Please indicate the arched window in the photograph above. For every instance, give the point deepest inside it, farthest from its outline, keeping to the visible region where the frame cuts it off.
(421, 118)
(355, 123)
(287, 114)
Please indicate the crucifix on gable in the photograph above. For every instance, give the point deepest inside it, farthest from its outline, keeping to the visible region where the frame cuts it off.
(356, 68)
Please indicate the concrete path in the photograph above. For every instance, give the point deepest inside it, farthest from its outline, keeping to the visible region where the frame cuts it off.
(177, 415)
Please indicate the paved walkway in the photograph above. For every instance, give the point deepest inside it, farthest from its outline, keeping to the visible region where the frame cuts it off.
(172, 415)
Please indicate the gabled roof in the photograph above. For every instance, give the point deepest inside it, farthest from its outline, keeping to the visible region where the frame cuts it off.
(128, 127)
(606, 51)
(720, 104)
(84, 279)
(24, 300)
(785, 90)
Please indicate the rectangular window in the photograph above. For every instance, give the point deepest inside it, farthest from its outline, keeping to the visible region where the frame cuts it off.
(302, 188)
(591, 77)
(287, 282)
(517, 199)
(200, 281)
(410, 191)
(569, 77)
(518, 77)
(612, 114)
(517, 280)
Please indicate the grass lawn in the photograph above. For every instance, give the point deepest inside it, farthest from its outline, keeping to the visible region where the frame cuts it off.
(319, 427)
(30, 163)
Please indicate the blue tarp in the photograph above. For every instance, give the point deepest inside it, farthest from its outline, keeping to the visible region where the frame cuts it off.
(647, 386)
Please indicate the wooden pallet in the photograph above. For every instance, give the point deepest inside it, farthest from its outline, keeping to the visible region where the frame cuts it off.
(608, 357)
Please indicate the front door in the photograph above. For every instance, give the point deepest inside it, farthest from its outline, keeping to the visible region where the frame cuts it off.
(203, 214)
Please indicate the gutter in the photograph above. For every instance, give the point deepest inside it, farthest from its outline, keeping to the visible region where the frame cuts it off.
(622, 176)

•••••

• **What is required**: Rewrite all of the data above with every "indicate" swapped for "mark", keeping everything else the same.

• **Expected output**:
Please mark the arched window in the photograph above. For every instance, give the point deepest inside it, farthest from its outline, keeping to the visible region where the frame cuts it off.
(421, 118)
(355, 123)
(287, 114)
Please mark the crucifix on gable in the photograph above. For every instance, give the point deepest inside it, farthest from its outline, keeping to the visible region where the frame cuts it off.
(356, 68)
Please mark the concrete path in the photograph above. For every instance, give the point deepest inside it, farthest from its outline, keeping to the visible region where the frame cuts it off.
(177, 415)
Please mark the paved walkway in the photograph above. For every instance, give the point deepest inside it, farthest from its outline, keeping to the visible region where the frame cuts it off.
(172, 415)
Please mark the gabled roof in the photograph above. For every instance, give the point deepest inside it, farthest from its outline, keeping to the visible region where the frame cuts it off.
(128, 127)
(606, 51)
(720, 104)
(84, 279)
(24, 300)
(785, 90)
Please mark the rectangular window in the photograph above. For every instance, give the point deepest inside it, farthest from its outline, keeping to the visible region where the frame cuts it off.
(302, 188)
(591, 77)
(287, 282)
(517, 199)
(200, 281)
(410, 191)
(569, 77)
(518, 77)
(612, 114)
(517, 280)
Please mark the grass lawn in the photograph above. For every instance, give the point deepest inside it, farthest from its outline, keeping to the visible region where the frame cuts it off.
(319, 427)
(30, 163)
Please mark the blue tarp in the photograph above. For every instance, give the point deepest inside it, farthest from its outline, keeping to the visible region where the frame cuts it off.
(647, 386)
Please mark the wooden pallet in the photograph above. For every instance, give the point deepest inside it, farthest from its outline, keeping to the visible region where the frame cuts it off.
(608, 357)
Please mark the front door in the photograph above. For every instance, give the point deepest inside it, farthest from its outline, keeping to the visible region where the frame cuts it off.
(203, 214)
Please mark the gutter in the photograph above. For every instance, give the point deepest inside it, farthest from its outline, keeping to the visible region where the frame cuts it off.
(622, 176)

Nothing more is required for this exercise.